> [Data supplied]
________________________
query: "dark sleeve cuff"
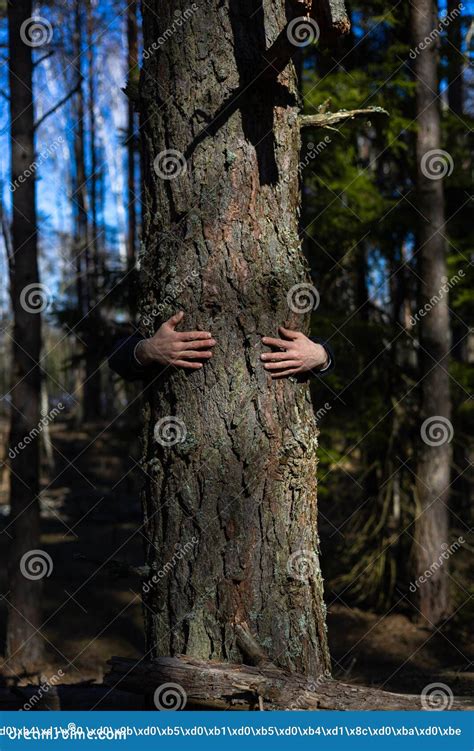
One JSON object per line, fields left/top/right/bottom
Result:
{"left": 108, "top": 334, "right": 149, "bottom": 382}
{"left": 311, "top": 337, "right": 335, "bottom": 374}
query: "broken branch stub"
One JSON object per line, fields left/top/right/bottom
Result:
{"left": 292, "top": 0, "right": 351, "bottom": 44}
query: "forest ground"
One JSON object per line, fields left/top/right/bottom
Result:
{"left": 0, "top": 413, "right": 473, "bottom": 697}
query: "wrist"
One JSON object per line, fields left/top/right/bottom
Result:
{"left": 135, "top": 338, "right": 155, "bottom": 366}
{"left": 319, "top": 350, "right": 330, "bottom": 371}
{"left": 309, "top": 342, "right": 329, "bottom": 372}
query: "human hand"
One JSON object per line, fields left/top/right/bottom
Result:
{"left": 136, "top": 312, "right": 216, "bottom": 370}
{"left": 261, "top": 326, "right": 329, "bottom": 379}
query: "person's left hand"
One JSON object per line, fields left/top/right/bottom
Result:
{"left": 261, "top": 326, "right": 329, "bottom": 379}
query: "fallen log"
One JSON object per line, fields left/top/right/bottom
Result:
{"left": 105, "top": 655, "right": 474, "bottom": 711}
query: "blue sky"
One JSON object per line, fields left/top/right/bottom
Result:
{"left": 0, "top": 0, "right": 472, "bottom": 312}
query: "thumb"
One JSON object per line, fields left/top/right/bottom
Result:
{"left": 165, "top": 311, "right": 184, "bottom": 330}
{"left": 279, "top": 325, "right": 299, "bottom": 340}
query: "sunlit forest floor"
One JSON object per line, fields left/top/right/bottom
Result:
{"left": 1, "top": 415, "right": 473, "bottom": 697}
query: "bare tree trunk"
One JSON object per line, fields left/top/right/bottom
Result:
{"left": 72, "top": 0, "right": 88, "bottom": 319}
{"left": 126, "top": 0, "right": 138, "bottom": 277}
{"left": 139, "top": 0, "right": 330, "bottom": 678}
{"left": 83, "top": 0, "right": 102, "bottom": 420}
{"left": 6, "top": 0, "right": 44, "bottom": 670}
{"left": 86, "top": 0, "right": 99, "bottom": 301}
{"left": 71, "top": 0, "right": 88, "bottom": 426}
{"left": 446, "top": 0, "right": 463, "bottom": 116}
{"left": 411, "top": 0, "right": 452, "bottom": 625}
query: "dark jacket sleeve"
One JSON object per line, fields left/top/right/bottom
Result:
{"left": 311, "top": 337, "right": 335, "bottom": 374}
{"left": 108, "top": 333, "right": 335, "bottom": 382}
{"left": 108, "top": 334, "right": 149, "bottom": 382}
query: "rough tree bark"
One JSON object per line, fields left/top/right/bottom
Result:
{"left": 105, "top": 655, "right": 474, "bottom": 710}
{"left": 126, "top": 0, "right": 138, "bottom": 276}
{"left": 139, "top": 0, "right": 331, "bottom": 677}
{"left": 411, "top": 0, "right": 452, "bottom": 625}
{"left": 6, "top": 0, "right": 44, "bottom": 669}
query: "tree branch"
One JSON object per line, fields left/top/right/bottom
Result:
{"left": 34, "top": 79, "right": 82, "bottom": 130}
{"left": 234, "top": 622, "right": 274, "bottom": 667}
{"left": 313, "top": 0, "right": 351, "bottom": 41}
{"left": 291, "top": 0, "right": 351, "bottom": 43}
{"left": 33, "top": 50, "right": 55, "bottom": 67}
{"left": 300, "top": 107, "right": 389, "bottom": 129}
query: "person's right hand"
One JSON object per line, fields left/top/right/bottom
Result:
{"left": 135, "top": 311, "right": 216, "bottom": 370}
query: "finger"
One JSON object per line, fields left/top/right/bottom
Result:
{"left": 261, "top": 337, "right": 290, "bottom": 349}
{"left": 261, "top": 351, "right": 295, "bottom": 362}
{"left": 178, "top": 350, "right": 213, "bottom": 359}
{"left": 179, "top": 338, "right": 216, "bottom": 349}
{"left": 178, "top": 330, "right": 213, "bottom": 341}
{"left": 278, "top": 326, "right": 300, "bottom": 340}
{"left": 165, "top": 311, "right": 184, "bottom": 330}
{"left": 263, "top": 360, "right": 303, "bottom": 371}
{"left": 270, "top": 368, "right": 302, "bottom": 379}
{"left": 171, "top": 360, "right": 203, "bottom": 369}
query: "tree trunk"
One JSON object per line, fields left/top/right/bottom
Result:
{"left": 411, "top": 0, "right": 452, "bottom": 625}
{"left": 72, "top": 0, "right": 88, "bottom": 319}
{"left": 71, "top": 0, "right": 88, "bottom": 426}
{"left": 139, "top": 0, "right": 329, "bottom": 678}
{"left": 126, "top": 0, "right": 138, "bottom": 276}
{"left": 446, "top": 0, "right": 463, "bottom": 116}
{"left": 6, "top": 0, "right": 44, "bottom": 670}
{"left": 82, "top": 0, "right": 102, "bottom": 421}
{"left": 86, "top": 0, "right": 99, "bottom": 301}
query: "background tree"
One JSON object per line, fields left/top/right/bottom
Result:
{"left": 82, "top": 0, "right": 103, "bottom": 420}
{"left": 126, "top": 0, "right": 138, "bottom": 279}
{"left": 411, "top": 0, "right": 452, "bottom": 626}
{"left": 6, "top": 0, "right": 44, "bottom": 671}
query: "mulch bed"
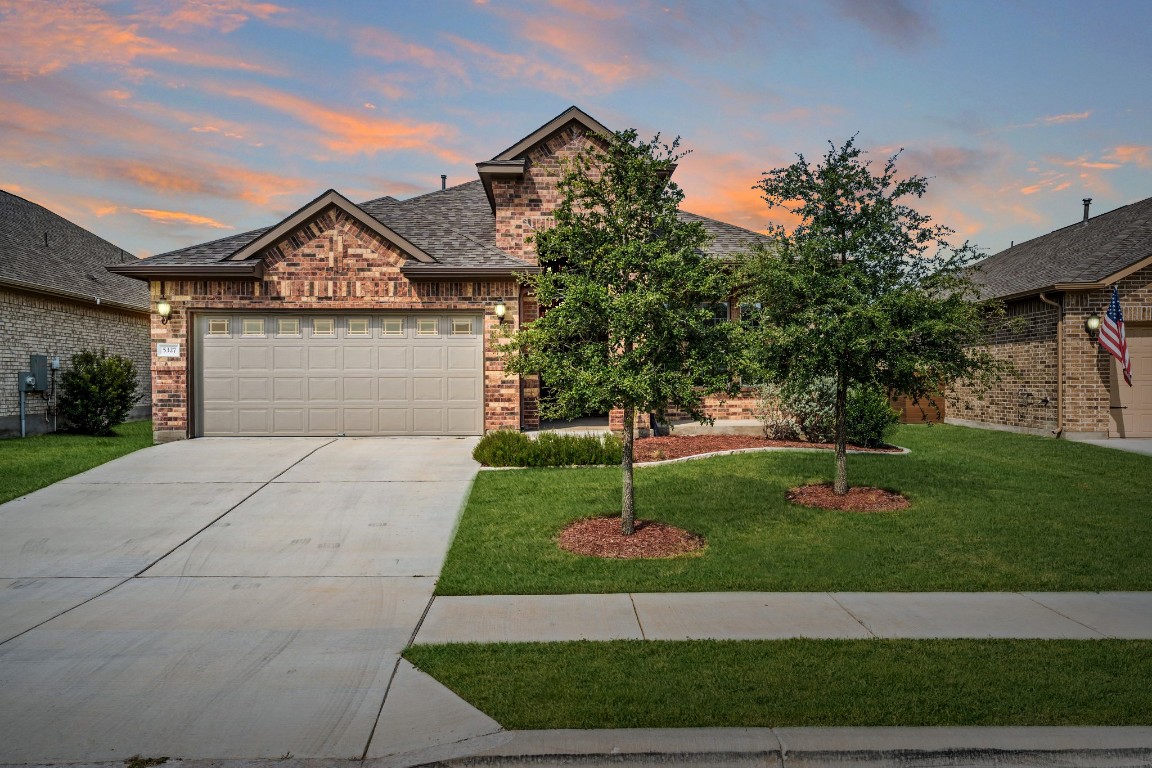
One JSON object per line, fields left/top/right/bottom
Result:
{"left": 632, "top": 434, "right": 899, "bottom": 463}
{"left": 558, "top": 516, "right": 706, "bottom": 559}
{"left": 787, "top": 483, "right": 910, "bottom": 512}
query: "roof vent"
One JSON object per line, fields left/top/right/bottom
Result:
{"left": 441, "top": 174, "right": 447, "bottom": 191}
{"left": 1082, "top": 198, "right": 1092, "bottom": 225}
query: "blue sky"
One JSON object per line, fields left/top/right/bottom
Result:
{"left": 1, "top": 0, "right": 1149, "bottom": 258}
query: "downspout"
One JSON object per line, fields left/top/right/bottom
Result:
{"left": 1038, "top": 292, "right": 1063, "bottom": 437}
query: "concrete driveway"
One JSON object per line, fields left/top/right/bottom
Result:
{"left": 0, "top": 436, "right": 500, "bottom": 762}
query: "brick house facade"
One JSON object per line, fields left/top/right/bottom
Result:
{"left": 950, "top": 198, "right": 1152, "bottom": 439}
{"left": 110, "top": 107, "right": 769, "bottom": 442}
{"left": 1, "top": 190, "right": 150, "bottom": 438}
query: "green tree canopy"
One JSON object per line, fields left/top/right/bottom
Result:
{"left": 504, "top": 129, "right": 738, "bottom": 534}
{"left": 738, "top": 137, "right": 1003, "bottom": 495}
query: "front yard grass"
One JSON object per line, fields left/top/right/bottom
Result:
{"left": 0, "top": 420, "right": 153, "bottom": 504}
{"left": 405, "top": 639, "right": 1152, "bottom": 728}
{"left": 437, "top": 424, "right": 1152, "bottom": 594}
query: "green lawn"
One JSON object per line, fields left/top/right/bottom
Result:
{"left": 437, "top": 424, "right": 1152, "bottom": 594}
{"left": 405, "top": 639, "right": 1152, "bottom": 728}
{"left": 0, "top": 420, "right": 154, "bottom": 504}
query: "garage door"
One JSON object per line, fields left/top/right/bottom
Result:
{"left": 195, "top": 313, "right": 483, "bottom": 436}
{"left": 1110, "top": 325, "right": 1152, "bottom": 438}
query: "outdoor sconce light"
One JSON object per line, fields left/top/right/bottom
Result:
{"left": 1085, "top": 312, "right": 1102, "bottom": 337}
{"left": 157, "top": 298, "right": 172, "bottom": 324}
{"left": 494, "top": 300, "right": 507, "bottom": 322}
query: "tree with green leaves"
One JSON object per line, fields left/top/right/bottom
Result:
________________________
> [Goal of the exercise] Check each line of the data above, and please copy the ones in which the string "sleeve" occurs.

> [Response below]
query: "dark sleeve cuff"
query: "dark jacket sleeve"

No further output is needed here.